__PROMPT__:
With the line that contains "Please mark the small clear" as the final line, return every line from the start of the data below exactly.

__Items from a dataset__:
────────
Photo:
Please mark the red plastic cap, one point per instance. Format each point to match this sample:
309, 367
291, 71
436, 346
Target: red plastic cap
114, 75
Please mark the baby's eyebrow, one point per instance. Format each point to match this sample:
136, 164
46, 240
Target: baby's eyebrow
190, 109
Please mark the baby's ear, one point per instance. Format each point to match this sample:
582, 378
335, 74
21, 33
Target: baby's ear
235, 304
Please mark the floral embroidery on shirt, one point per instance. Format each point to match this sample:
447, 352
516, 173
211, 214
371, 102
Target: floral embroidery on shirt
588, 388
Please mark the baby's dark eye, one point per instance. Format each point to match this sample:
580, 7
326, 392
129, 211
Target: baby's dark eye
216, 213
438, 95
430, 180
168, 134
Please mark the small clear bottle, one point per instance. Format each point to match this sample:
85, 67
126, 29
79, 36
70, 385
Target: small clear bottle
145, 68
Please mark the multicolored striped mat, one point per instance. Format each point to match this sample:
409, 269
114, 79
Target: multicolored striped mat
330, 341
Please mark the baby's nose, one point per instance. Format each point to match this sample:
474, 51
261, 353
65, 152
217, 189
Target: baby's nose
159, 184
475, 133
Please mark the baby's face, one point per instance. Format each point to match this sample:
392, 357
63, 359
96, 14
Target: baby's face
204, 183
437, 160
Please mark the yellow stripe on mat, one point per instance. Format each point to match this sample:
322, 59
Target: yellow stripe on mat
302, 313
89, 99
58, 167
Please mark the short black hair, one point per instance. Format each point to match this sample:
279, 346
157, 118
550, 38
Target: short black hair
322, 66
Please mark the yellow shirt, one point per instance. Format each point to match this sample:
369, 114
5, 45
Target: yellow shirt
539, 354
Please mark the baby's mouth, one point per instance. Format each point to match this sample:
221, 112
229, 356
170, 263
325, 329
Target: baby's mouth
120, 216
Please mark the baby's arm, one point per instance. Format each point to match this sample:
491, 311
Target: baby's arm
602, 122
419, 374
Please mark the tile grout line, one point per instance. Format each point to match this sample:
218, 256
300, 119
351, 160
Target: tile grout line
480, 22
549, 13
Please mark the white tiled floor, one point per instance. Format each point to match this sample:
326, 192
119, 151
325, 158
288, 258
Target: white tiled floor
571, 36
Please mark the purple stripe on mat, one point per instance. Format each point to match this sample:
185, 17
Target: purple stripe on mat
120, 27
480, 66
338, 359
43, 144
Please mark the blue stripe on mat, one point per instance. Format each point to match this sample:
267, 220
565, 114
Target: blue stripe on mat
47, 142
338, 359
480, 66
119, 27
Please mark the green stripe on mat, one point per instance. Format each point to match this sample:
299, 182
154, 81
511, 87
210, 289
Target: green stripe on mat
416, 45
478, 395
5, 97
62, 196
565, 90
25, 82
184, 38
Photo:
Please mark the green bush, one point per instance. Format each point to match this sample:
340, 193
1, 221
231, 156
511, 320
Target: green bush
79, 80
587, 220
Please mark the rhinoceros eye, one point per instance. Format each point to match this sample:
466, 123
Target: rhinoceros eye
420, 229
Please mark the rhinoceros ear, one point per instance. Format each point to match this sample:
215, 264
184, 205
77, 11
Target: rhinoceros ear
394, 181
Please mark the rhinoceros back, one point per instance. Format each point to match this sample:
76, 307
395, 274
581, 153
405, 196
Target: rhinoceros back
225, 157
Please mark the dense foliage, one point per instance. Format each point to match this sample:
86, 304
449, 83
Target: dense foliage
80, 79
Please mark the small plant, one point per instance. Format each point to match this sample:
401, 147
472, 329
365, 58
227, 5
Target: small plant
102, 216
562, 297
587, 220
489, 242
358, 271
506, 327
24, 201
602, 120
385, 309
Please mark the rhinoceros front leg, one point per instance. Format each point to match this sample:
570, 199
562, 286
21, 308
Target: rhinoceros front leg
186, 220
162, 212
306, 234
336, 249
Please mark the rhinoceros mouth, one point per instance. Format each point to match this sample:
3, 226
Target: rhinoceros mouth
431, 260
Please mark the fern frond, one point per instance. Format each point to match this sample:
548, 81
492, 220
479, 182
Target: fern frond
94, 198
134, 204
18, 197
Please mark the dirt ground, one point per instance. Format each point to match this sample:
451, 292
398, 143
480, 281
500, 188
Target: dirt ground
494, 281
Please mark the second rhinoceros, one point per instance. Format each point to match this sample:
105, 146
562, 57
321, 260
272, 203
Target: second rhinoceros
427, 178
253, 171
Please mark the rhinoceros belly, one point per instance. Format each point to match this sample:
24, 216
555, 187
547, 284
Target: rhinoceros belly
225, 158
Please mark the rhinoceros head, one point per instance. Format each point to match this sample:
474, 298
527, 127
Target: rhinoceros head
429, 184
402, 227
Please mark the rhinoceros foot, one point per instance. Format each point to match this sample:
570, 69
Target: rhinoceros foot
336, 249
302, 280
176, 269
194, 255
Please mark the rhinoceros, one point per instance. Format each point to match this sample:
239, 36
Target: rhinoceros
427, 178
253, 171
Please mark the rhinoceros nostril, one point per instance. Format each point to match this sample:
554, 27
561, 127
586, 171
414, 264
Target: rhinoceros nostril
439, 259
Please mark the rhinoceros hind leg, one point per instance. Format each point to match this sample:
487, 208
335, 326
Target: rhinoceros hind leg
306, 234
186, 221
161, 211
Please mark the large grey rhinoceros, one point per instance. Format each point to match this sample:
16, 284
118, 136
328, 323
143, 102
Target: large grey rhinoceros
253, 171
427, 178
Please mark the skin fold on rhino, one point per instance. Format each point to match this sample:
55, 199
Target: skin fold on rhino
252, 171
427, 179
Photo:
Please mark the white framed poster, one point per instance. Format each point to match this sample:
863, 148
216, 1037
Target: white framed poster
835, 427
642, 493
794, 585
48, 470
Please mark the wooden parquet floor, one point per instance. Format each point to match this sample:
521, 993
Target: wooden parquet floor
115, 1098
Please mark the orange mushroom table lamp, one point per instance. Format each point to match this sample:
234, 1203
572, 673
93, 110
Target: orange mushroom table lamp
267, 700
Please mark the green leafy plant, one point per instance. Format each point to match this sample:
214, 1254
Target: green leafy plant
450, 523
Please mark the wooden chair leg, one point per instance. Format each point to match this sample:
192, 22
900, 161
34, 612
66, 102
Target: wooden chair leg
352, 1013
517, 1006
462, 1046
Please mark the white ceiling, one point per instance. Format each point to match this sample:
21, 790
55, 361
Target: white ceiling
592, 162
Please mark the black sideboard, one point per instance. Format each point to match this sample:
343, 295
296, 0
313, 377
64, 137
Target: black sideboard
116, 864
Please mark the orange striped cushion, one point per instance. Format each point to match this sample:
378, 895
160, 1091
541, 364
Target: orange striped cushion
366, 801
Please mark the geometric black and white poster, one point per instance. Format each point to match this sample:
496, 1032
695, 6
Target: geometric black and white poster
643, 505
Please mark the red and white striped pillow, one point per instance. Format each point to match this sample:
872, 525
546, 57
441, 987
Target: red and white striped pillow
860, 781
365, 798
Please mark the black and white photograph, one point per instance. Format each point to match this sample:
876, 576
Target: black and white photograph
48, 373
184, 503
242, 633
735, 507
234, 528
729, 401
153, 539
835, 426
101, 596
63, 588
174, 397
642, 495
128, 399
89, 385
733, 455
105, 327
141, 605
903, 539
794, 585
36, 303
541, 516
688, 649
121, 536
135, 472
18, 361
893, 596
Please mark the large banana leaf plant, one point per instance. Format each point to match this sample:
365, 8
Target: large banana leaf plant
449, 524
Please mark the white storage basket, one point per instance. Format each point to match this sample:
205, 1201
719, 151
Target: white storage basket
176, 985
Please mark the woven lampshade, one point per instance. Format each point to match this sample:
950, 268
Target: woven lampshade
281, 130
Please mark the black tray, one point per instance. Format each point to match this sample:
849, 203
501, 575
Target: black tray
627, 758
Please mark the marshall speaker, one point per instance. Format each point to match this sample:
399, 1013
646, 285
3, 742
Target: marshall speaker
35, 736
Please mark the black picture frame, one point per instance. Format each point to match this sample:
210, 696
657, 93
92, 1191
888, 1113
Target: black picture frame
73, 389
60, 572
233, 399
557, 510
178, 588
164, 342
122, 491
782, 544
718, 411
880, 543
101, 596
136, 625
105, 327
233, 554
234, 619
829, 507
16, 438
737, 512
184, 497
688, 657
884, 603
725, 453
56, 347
────────
__ANSWER SECTION__:
Photo:
Please mark the red plastic cap, one point per instance. Format each point to match this sample:
309, 367
291, 71
436, 346
Target: red plastic cap
114, 75
Please mark the baby's eyebrow, one point per instance. Format each point to match this sample:
136, 164
46, 240
Target: baby's eyebrow
190, 109
Please mark the baby's ear, one point per instance. Format each point to match this sample:
582, 378
335, 74
21, 33
Target: baby's ear
235, 304
Please mark the floral embroidery on shirt, one point per instance. Format each point to match this sample:
447, 352
516, 173
211, 214
371, 102
Target: floral embroidery on shirt
588, 388
Please mark the baby's dark eye, one point per instance. Format each point to match this sample:
580, 7
326, 392
129, 211
Target: baby's dark eye
216, 213
438, 95
430, 180
168, 134
Please mark the small clear bottle, one point per instance. Format each point to match this sample:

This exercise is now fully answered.